[EXTRACTED TEXT]
+ + + +

The subject of rose depicted a
handful of different ways, some obvious, others completely original. For
example, one of the roses is washed out, and others have the planes they reside
in confused with arbitrary elements. The textural manner they are rendered with
binds all together. |
This is an example of the theme
strategy of creating a composition, in this case rose. This work is important because it visually describes how each
individual object of the same kind is unique, and deserves the special
treatment of belonging to its own plane with its own rendering. A pleasing, rhythmic pattern is created with the bulb forms the roses create,
coupled with the similarly-shaped rectangular panes. A wide range of colors is
used, with no particular strategy I can identify, but once a general color is
used, it is treated with a similar temperature and value when used elsewhere.
The full range of values is used.
Globally, spatial order is decorative; each pane seems to reside against the
picture plane through gestalt/close edge and touch. The cells themselves tend
to carry decorative space as well, with a single subject in most of them. I would make the argument that approximate symmetry
applies to this work. Individual, cell-like panes are the first component part,
followed by the individual roses or subjects that occupy those cells. Elements
of varying densities but roughly similar sizes are distributed in a way that
promotes stability more than disorder.
Rounded organic shapes contrast against the rectilinear mechanical character of
the cells they occupy. The canvas itself creates a higher-tier cell. Generally,
dense colors and values occupy the upper portion of the canvas, while lighter ones
occupy the opposite. Values reside on the terminals of the scale, for the most
part, although some mid-tones are used. A unique, somewhat rough texture binds
the entire work together.
There are some areas in this work that are characterized by tension and
contrasts. Abrupt dark versus light tones are the most noticeable, followed by areas
with elemental chaos and areas with a striking complementary color strategy.
These contrasts are presented against a harmonious background of static shapes
and analogous color cells. This work is an excellent example of the theme-strategy of creating a visual
composition. Nix is able to keep the subject engaging by calibrating a handful
of formal elements, including field compression, color and value strategies.

+ + + +

[Descriptions of regions in natural language]

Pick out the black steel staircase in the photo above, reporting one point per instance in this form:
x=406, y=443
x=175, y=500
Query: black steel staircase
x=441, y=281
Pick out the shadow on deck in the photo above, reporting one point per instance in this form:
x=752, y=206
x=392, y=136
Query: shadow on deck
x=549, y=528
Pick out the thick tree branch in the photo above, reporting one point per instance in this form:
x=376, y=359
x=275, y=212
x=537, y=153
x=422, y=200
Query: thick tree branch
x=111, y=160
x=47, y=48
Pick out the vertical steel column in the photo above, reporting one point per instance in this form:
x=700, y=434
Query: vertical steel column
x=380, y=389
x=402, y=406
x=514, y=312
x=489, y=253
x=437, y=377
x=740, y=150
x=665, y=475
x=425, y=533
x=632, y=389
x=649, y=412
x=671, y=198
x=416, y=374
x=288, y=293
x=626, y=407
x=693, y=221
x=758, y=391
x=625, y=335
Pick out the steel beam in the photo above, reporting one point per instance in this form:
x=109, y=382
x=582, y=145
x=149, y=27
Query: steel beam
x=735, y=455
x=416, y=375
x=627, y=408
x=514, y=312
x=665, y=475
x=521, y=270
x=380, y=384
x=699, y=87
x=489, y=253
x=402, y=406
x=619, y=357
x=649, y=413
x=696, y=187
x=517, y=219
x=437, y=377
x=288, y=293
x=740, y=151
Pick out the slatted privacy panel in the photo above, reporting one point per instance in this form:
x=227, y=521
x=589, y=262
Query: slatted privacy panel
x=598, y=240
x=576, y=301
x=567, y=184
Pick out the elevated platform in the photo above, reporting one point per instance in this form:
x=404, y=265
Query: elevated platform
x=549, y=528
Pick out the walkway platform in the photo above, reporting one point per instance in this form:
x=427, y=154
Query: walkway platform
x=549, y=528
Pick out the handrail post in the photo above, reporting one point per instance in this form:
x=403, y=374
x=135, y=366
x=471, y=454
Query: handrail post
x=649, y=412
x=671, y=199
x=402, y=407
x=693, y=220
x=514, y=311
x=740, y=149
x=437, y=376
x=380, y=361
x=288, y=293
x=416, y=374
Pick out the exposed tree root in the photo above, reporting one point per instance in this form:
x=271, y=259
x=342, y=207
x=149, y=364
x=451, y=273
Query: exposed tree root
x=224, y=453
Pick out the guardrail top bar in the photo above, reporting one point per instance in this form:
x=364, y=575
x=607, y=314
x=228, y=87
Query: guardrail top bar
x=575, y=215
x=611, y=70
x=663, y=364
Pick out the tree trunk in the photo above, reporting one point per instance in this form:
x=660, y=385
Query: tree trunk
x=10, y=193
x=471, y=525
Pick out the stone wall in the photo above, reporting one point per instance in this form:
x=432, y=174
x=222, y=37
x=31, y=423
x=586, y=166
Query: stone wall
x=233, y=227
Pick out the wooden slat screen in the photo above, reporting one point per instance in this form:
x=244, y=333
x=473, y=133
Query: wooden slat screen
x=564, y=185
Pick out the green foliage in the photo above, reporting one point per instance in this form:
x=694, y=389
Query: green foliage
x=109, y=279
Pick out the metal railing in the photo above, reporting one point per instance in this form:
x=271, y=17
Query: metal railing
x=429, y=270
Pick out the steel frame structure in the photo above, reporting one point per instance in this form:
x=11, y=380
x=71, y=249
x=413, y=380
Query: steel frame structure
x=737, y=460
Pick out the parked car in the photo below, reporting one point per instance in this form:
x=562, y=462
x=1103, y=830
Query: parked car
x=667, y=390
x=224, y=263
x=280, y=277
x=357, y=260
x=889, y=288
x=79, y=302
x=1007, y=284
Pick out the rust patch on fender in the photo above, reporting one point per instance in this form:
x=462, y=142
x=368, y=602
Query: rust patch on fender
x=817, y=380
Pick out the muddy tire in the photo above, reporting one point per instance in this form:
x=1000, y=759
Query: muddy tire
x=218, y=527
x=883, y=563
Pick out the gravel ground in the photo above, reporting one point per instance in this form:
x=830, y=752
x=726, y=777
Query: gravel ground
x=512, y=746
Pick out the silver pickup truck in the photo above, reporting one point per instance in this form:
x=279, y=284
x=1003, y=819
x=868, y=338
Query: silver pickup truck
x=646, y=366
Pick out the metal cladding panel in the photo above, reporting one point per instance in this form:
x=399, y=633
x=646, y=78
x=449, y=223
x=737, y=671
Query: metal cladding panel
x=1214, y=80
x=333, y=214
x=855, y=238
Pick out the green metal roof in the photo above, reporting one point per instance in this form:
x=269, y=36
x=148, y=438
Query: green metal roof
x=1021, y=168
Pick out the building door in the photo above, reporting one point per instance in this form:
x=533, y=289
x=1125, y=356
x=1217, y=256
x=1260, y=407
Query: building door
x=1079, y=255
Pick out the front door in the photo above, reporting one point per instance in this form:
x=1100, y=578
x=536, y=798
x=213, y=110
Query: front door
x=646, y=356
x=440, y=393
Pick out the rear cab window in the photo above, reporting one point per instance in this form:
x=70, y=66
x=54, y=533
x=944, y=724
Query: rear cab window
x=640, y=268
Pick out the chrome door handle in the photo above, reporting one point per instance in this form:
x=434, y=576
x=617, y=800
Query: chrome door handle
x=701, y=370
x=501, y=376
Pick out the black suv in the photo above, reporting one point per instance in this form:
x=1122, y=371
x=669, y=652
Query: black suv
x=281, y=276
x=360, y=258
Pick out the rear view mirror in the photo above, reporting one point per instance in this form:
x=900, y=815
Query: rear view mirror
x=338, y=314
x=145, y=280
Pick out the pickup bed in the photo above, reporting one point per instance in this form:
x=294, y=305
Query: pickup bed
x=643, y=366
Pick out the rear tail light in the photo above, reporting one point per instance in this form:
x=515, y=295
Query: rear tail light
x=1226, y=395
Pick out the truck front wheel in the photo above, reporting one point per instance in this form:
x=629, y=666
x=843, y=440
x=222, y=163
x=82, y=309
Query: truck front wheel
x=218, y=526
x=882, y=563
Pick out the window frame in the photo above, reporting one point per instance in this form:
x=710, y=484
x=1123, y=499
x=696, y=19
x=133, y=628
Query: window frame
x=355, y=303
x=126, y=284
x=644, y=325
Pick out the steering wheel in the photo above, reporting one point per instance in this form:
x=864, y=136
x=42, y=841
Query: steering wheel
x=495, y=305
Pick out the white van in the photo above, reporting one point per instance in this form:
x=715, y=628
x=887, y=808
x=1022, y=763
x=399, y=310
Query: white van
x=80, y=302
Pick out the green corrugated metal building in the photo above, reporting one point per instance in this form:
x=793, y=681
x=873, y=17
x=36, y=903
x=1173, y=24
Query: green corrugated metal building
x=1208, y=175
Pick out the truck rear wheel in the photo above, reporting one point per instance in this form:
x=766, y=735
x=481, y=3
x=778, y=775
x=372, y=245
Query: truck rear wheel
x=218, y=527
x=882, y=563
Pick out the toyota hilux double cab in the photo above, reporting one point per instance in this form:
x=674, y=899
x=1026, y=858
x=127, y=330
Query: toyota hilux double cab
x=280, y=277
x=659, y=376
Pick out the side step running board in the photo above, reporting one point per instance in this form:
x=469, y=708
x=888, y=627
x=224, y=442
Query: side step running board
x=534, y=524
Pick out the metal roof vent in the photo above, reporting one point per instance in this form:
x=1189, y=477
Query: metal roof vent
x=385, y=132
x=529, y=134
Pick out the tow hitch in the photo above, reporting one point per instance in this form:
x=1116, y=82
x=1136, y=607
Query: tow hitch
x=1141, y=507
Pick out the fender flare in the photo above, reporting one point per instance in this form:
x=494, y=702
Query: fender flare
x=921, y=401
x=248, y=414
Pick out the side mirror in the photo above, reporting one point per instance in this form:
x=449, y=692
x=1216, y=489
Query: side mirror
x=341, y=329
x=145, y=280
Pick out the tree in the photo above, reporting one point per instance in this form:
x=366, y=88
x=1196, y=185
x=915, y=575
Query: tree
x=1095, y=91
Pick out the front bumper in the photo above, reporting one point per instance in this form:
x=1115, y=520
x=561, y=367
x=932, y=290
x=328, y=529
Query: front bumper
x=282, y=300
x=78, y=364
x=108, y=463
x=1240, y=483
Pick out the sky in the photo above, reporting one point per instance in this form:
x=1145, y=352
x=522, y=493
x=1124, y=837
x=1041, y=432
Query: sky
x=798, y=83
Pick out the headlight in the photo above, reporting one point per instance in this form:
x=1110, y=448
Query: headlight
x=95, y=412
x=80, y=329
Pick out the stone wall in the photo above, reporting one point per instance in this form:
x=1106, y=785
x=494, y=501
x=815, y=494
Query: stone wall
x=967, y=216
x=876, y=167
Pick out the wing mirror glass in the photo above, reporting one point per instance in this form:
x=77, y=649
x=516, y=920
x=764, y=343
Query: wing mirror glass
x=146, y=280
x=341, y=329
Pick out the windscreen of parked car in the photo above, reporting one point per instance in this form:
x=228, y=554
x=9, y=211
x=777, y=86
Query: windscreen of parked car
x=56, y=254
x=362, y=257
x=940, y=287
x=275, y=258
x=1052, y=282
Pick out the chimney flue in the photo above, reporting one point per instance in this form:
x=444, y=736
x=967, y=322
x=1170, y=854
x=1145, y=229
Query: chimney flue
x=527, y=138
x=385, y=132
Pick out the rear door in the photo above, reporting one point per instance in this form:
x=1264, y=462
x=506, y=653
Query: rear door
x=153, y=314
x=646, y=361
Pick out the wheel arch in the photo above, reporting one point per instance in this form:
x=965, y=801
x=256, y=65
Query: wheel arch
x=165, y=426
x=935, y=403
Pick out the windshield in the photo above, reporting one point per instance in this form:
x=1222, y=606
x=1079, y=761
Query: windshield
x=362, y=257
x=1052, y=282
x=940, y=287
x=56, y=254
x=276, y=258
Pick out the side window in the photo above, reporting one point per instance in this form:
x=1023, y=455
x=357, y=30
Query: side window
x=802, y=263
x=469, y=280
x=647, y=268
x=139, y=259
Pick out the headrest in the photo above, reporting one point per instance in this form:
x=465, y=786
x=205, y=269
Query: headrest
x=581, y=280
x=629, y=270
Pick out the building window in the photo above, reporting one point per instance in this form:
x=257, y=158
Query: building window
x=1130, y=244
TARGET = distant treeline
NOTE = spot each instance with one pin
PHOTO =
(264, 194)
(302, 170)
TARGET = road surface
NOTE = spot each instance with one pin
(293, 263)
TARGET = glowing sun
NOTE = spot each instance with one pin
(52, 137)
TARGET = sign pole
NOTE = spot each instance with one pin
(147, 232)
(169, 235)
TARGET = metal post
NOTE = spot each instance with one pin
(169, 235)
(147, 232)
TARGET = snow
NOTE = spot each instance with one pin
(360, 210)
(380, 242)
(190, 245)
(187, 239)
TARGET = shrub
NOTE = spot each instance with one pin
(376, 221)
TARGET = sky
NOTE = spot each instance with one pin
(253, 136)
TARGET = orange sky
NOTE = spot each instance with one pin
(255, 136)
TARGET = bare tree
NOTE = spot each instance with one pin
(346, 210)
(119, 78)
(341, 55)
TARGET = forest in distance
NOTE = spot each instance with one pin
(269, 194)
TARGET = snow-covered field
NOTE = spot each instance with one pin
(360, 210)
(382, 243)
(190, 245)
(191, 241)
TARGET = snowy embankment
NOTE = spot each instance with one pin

+ + + +

[PROBLEM]
In the critique of the rose painting, which part of the canvas holds the dense colors and values?

[WRITTEN REPLY]
The upper portion of the canvas.